▶ **SOURCE EXCERPT**
+ + +
Youth yodeling

Teenagers from the Conservatory Orchestra of the Rubin Academy of Music and Dance learn about friendship, people and music from Georges Bizet’s ‘The Pearl Fishers.’

Michael Klinghoffer (photo credit: Courtesy)
Michael Klinghoffer
(photo credit: Courtesy)
According to Dr. Michael Klinghoffer, Les pêcheurs de perles (The Pearl Fishers), Georges Bizet’s opera about two men's long-standing friendship and how it is rocked by romantic rivalry, is a perfect choice for his orchestra.
Klinghoffer should know, and he will demonstrate as such when he takes the conductor’s podium at four performances of excerpts from the opera on Tuesday, Wednesday and Thursday. The ensemble in question is the Conservatory Orchestra of the Rubin Academy of Music and Dance, which comprises a bunch of junior high and high school-aged musicians, and which Klinghoffer has been lovingly nurturing for close to four years.
“The parts of the opera I have chosen are highlights, in terms of their musical quality, and they also maintain the sequence of the plot,” explains Klinghoffer, who serves as the academy’s dean of performing arts. He is also an accomplished composer and classical double-bass player who makes frequent ventures into the environs of jazz. Some of our best known jazz and jazz-oriented double-bass players, such as Avishai Cohen, Omer Avital, Gilad Abro and Hagai Bilitzky, have benefited from his tutelage.The conductor also notes the unusual visual presentation of the material, which will be sung by two alternating three-member casts, and also features the TALI Gilo School Choir. “Even with Ari Tepperberg’s excellent unorthodox direction of the production, which takes it somewhat out of the original time and context, the conceptual continuity is still there.”
Les pêcheurs de perles is set on the island of Ceylon in ancient times, and tells the story of how a vow of eternal friendship between two childhood friends – Zurga and Nadir – is threatened by their love for the same woman, Leila. The object of their desire has her own conundrum to cope with, and has to choose between secular love and her sacred duties as a priestess.
There is much emotional “toing and froing” as the tale unravels, and ultimately, Zurga pardons Nadir and blesses his romantic union with Leila.
“There is a lot to learn from this story,” Klinghoffer observes, “about friendship and about people, and about matters that go beyond rules and regulations, and beyond conventions.”
This definitive humaneness, says Klinghoffer, comes through in the way the story is portrayed.
“This is expressed through the music, but also in everything we do with the orchestra.”
The latter refers to Klinghoffer’s educational philosophy.
“We talk a lot about such things as responsibility – individual and mutual. We don’t keep a register of attendance. We ask the kids to let us know if they are not going to be at a rehearsal, so we don’t worry about them, but personal responsibility is a big part of what we do, as well as the contribution that each member makes to the group as a whole. So far, thankfully, the approach has worked out well.”
+ + +
▶ **GIVEN INSTRUCTION**
Reproduce the part of the article on the youth orchestra that begins with the words "There is much" and ends after "Klinghoffer’s educational philosophy.". These records come from a separate source and have no link to the article on the youth orchestra.

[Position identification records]
+ + +
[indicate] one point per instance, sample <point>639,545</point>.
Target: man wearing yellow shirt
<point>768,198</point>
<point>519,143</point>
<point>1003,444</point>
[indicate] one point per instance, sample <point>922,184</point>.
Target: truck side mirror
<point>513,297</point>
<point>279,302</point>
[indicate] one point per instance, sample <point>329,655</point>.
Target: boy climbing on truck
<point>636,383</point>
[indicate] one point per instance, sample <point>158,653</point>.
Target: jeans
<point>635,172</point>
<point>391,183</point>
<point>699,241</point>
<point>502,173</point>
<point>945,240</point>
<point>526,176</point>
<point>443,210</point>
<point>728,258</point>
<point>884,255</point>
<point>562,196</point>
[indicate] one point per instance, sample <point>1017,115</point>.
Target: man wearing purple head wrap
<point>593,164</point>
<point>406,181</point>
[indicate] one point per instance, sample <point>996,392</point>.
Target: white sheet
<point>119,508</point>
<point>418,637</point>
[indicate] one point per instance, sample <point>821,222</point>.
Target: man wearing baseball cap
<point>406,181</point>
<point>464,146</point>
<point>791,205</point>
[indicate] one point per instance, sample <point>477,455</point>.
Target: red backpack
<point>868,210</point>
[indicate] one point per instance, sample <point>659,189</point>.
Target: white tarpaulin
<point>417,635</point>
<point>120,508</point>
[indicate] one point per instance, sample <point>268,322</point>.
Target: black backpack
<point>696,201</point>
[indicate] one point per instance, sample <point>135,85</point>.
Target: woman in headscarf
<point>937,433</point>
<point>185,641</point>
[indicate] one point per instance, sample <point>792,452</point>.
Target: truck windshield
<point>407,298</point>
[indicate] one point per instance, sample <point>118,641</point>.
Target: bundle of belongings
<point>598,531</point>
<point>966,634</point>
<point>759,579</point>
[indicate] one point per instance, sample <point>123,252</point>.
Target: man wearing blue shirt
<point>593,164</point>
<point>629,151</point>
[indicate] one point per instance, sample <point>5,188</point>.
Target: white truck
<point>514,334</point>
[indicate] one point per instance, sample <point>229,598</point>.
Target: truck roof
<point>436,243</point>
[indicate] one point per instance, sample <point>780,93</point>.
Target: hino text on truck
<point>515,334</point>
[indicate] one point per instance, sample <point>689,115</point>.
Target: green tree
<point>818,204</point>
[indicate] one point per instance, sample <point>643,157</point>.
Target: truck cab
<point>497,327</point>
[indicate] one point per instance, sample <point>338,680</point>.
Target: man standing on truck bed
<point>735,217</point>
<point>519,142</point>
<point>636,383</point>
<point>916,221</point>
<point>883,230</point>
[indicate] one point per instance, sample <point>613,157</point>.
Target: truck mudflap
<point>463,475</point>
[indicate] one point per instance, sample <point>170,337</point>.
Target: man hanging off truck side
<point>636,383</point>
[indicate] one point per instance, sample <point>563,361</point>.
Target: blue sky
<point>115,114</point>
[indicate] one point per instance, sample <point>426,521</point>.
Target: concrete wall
+ + +
▶ **FULL RESPONSE**
There is much emotional “toing and froing” as the tale unravels, and ultimately, Zurga pardons Nadir and blesses his romantic union with Leila.
“There is a lot to learn from this story,” Klinghoffer observes, “about friendship and about people, and about matters that go beyond rules and regulations, and beyond conventions.”
This definitive humaneness, says Klinghoffer, comes through in the way the story is portrayed.
“This is expressed through the music, but also in everything we do with the orchestra.”
The latter refers to Klinghoffer’s educational philosophy.